Please pick out and copy each line in the entries below that contains the word "marble".
* start *
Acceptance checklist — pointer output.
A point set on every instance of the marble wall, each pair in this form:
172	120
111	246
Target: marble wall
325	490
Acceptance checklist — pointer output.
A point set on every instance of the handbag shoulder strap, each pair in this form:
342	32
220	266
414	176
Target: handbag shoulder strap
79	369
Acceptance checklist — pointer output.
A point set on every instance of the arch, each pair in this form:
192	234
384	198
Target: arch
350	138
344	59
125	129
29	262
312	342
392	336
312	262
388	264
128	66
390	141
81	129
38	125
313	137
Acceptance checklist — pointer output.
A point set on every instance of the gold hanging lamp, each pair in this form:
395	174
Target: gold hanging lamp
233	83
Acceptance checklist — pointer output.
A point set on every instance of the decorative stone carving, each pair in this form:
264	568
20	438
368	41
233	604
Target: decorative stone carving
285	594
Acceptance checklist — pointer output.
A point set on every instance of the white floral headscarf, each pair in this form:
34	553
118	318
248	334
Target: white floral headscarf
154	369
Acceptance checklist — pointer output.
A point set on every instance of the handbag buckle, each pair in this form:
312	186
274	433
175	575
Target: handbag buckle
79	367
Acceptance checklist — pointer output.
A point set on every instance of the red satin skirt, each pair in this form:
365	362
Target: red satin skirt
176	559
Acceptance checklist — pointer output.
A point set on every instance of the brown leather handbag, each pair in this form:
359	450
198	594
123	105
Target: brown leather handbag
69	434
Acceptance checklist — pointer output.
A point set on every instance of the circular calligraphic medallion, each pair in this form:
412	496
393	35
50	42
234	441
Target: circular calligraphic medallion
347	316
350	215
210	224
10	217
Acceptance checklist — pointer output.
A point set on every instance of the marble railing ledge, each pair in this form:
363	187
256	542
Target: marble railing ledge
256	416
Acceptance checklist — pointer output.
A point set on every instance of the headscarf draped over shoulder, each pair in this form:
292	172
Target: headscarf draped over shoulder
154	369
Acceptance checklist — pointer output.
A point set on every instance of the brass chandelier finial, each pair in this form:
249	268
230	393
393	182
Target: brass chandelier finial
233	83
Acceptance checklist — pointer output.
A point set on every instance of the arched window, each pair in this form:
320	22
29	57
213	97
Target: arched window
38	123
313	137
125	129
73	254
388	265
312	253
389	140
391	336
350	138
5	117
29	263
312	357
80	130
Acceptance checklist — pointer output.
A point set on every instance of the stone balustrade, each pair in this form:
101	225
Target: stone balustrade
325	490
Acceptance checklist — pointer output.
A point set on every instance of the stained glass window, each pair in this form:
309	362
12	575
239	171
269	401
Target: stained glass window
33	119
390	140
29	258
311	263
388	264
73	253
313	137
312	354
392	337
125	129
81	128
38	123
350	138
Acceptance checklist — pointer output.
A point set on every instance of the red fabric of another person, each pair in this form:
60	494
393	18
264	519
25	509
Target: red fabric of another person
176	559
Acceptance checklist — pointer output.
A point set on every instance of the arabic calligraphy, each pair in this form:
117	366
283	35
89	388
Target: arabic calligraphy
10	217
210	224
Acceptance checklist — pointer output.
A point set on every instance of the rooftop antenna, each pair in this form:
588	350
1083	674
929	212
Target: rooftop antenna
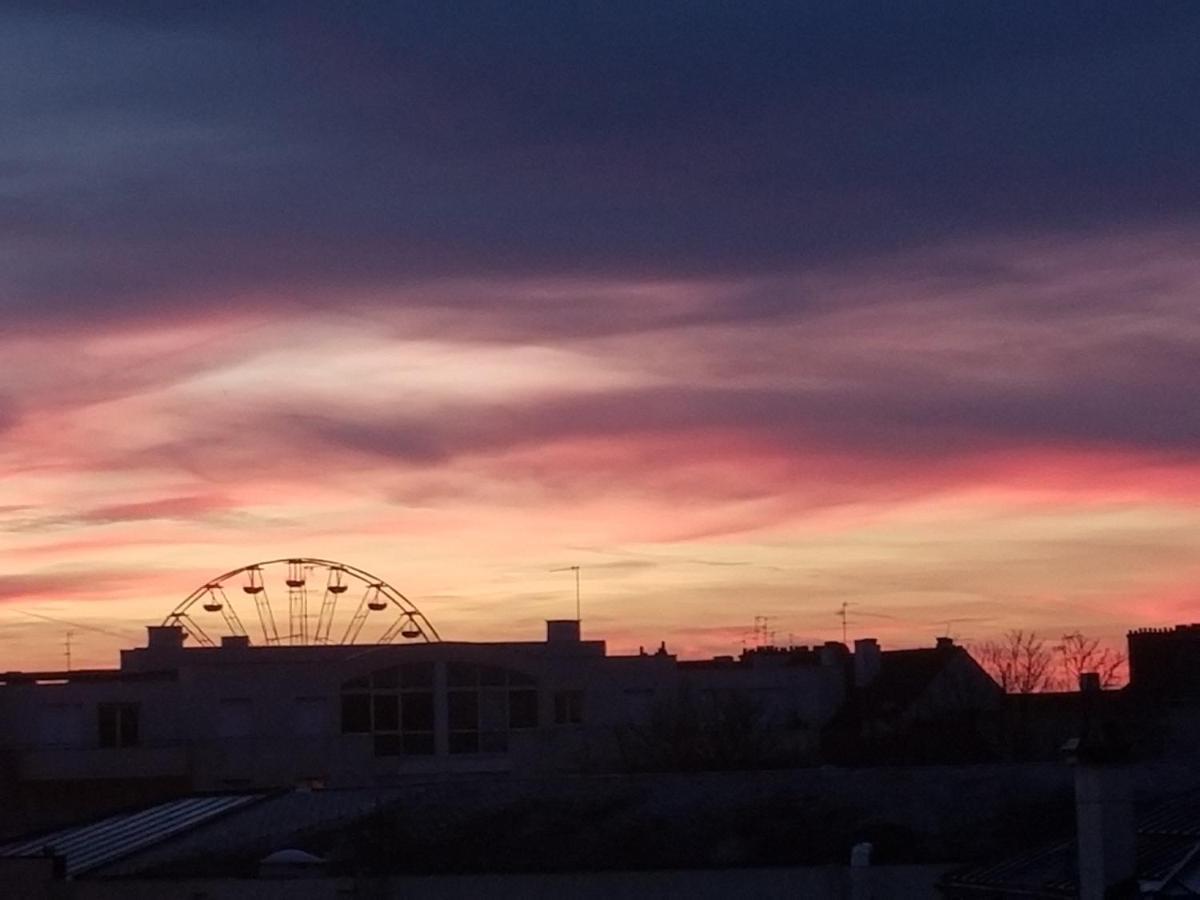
* end *
* _COMPLETE ANSWER_:
A point set on every instance of the marble wall, each pair in this form:
Target: marble wall
A point set on every instance of the marble railing ledge, each pair in this form:
Target: marble railing ledge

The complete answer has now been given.